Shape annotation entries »
=-=-=-=-=

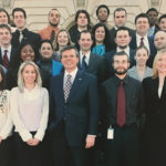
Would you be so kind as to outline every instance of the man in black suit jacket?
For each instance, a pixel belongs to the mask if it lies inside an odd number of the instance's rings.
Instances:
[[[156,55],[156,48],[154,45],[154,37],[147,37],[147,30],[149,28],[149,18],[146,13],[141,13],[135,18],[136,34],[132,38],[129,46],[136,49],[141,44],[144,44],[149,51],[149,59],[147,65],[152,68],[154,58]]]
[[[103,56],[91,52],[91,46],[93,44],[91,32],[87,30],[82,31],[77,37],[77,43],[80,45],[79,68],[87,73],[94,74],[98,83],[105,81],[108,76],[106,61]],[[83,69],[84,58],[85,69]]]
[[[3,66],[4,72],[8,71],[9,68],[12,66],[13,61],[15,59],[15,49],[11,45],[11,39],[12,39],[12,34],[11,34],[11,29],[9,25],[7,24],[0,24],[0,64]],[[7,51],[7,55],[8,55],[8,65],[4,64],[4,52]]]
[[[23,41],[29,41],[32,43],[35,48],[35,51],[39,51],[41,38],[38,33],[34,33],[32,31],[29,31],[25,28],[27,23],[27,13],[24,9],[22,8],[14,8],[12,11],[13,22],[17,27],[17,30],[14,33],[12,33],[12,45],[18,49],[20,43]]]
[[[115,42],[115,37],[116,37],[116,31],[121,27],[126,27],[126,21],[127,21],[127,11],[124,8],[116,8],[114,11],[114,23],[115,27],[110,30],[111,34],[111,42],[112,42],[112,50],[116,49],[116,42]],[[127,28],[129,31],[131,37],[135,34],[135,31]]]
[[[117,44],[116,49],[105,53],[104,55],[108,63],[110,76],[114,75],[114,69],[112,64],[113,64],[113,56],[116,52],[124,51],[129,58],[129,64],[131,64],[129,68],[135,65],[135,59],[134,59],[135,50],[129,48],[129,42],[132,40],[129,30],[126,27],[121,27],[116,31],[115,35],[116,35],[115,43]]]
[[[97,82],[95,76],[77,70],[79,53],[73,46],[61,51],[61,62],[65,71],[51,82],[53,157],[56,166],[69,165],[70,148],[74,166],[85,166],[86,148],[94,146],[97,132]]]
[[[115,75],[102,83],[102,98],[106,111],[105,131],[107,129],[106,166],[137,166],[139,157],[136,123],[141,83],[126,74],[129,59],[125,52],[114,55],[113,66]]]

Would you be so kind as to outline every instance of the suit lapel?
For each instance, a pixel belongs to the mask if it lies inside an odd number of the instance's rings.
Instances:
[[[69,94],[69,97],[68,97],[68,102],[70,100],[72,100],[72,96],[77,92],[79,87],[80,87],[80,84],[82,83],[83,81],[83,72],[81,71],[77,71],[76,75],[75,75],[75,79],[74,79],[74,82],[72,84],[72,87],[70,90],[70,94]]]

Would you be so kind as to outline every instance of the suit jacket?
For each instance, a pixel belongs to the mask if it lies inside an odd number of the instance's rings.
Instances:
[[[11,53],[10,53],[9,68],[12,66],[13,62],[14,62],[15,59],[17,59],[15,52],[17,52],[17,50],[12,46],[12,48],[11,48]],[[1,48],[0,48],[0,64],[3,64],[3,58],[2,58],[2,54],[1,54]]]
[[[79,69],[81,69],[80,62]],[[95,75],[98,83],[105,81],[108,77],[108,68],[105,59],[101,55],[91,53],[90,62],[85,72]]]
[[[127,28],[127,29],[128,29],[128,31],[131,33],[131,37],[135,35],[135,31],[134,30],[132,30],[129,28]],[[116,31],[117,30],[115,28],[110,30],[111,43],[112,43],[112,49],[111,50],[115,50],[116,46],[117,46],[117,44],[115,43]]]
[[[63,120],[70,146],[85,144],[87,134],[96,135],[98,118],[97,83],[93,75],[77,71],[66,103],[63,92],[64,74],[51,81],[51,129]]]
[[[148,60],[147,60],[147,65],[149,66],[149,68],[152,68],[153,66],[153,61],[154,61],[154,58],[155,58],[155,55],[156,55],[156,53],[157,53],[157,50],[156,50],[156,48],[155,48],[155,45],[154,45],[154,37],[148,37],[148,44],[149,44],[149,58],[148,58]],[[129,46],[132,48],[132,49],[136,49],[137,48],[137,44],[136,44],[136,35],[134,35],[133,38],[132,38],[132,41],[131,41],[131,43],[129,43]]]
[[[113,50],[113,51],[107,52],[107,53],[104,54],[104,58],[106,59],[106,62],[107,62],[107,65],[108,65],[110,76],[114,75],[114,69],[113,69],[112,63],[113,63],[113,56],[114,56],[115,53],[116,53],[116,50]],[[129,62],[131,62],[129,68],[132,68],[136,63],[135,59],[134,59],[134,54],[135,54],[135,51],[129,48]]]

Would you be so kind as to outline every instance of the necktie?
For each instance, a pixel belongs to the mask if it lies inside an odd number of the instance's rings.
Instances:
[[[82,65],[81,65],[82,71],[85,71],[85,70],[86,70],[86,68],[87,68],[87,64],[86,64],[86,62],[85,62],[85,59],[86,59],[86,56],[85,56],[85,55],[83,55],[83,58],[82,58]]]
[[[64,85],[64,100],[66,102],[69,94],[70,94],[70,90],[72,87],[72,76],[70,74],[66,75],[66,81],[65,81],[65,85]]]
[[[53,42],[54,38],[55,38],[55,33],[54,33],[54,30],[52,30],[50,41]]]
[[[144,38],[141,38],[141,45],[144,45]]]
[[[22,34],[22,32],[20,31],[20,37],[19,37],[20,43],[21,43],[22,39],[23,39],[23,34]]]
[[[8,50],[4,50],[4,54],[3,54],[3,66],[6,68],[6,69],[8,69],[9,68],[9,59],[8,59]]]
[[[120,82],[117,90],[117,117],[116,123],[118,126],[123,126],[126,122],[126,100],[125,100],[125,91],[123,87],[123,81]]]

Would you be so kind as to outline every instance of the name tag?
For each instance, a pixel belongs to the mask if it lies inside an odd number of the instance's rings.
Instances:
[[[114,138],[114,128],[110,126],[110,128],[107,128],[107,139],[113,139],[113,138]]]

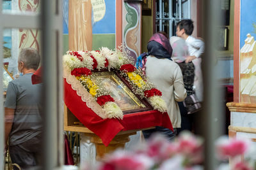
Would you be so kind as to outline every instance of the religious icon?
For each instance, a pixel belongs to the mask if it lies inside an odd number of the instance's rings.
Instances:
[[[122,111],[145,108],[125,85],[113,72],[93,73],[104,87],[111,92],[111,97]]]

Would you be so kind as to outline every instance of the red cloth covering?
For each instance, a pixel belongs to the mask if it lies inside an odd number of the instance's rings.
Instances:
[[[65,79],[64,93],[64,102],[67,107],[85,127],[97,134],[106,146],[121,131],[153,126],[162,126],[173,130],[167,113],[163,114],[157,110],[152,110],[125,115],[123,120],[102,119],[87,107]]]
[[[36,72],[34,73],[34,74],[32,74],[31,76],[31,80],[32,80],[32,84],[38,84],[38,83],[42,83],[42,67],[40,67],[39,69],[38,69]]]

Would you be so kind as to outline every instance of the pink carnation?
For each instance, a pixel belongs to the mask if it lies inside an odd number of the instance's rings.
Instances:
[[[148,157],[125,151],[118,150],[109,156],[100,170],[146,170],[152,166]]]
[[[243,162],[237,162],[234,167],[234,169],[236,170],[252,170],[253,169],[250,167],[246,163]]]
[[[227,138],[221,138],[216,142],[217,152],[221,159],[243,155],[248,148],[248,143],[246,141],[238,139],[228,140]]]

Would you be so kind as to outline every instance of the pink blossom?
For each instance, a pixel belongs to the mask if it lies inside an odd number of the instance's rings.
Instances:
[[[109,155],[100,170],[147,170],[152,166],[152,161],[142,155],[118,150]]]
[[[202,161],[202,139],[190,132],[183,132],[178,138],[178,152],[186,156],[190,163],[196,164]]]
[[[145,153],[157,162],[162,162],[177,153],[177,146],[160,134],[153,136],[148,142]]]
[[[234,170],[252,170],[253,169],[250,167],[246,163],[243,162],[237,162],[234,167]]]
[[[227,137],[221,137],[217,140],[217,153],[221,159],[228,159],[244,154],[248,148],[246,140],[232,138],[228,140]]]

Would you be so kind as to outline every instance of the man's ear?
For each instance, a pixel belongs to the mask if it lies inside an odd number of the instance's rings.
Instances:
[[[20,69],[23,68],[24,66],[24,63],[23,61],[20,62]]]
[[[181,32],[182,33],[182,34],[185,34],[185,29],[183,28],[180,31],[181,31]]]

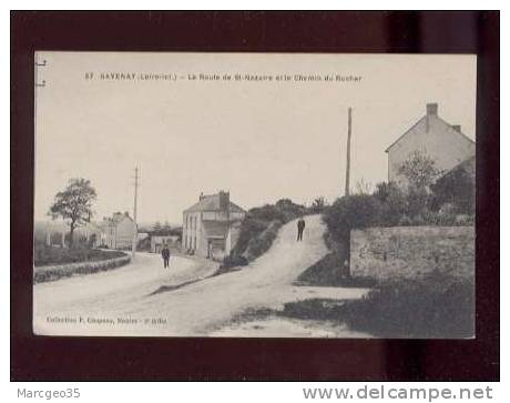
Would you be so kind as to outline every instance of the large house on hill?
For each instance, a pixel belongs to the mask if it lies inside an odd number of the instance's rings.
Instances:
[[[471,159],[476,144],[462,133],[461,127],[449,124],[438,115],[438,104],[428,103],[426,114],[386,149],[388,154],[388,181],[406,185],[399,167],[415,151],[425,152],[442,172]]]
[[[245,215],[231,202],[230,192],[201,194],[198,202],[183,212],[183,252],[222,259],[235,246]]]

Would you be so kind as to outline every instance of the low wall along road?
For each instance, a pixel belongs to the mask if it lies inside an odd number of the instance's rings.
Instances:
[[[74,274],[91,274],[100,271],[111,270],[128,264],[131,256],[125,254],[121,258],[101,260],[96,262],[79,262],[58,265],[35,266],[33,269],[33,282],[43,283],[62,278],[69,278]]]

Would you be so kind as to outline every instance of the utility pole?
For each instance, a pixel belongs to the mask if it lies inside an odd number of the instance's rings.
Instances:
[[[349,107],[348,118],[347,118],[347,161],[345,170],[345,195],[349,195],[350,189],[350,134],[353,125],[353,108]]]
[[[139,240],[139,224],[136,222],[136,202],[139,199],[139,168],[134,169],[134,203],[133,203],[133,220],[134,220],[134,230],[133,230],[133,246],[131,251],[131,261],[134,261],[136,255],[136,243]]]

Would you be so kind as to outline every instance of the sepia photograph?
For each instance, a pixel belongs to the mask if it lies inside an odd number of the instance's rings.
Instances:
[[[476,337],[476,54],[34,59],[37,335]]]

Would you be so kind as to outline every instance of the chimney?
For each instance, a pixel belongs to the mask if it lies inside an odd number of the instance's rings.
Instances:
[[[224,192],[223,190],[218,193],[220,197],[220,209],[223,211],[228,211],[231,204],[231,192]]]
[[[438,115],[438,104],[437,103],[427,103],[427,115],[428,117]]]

=-=-=-=-=

Task » Transcribe exactly the line containing "wall along road?" and all remaining lines of the material, ending with the last one.

Answer to this exercise »
Would you be so kind as to outline every instance of the low wall along road?
For each instance, a pixel belongs to the mask if it lies inside an odd number of the instance's rings.
Instances:
[[[74,274],[91,274],[100,271],[111,270],[128,264],[131,256],[125,254],[121,258],[101,260],[96,262],[79,262],[58,265],[35,266],[33,269],[33,282],[43,283],[62,278],[69,278]]]

Would you be so kind as to outline every instance of the utility pole?
For each instance, a pixel belongs to the mask if it lies inside an odd number of the instance's rings.
Instances:
[[[349,107],[348,118],[347,118],[347,161],[345,170],[345,195],[349,195],[350,189],[350,134],[353,125],[353,108]]]
[[[139,240],[139,224],[136,222],[136,202],[139,199],[139,168],[134,169],[134,203],[133,203],[133,220],[134,220],[134,230],[133,230],[133,246],[131,251],[131,261],[134,261],[136,255],[136,243]]]

Would you be so kind as to outline every instance of the sepia photograph?
For each instance, a pixel belongs to the mask if it lies inside an odd number of the instance's rings.
Instances:
[[[476,337],[476,54],[34,59],[37,335]]]

Would you be so kind as to outline every instance of the chimney?
For each instance, a pixel belongs to the mask if it lies inside an odd number of the instance's rings.
Instances:
[[[224,192],[223,190],[218,193],[220,197],[220,209],[223,211],[228,211],[231,204],[231,192]]]
[[[438,115],[438,104],[437,103],[427,103],[427,115],[428,117]]]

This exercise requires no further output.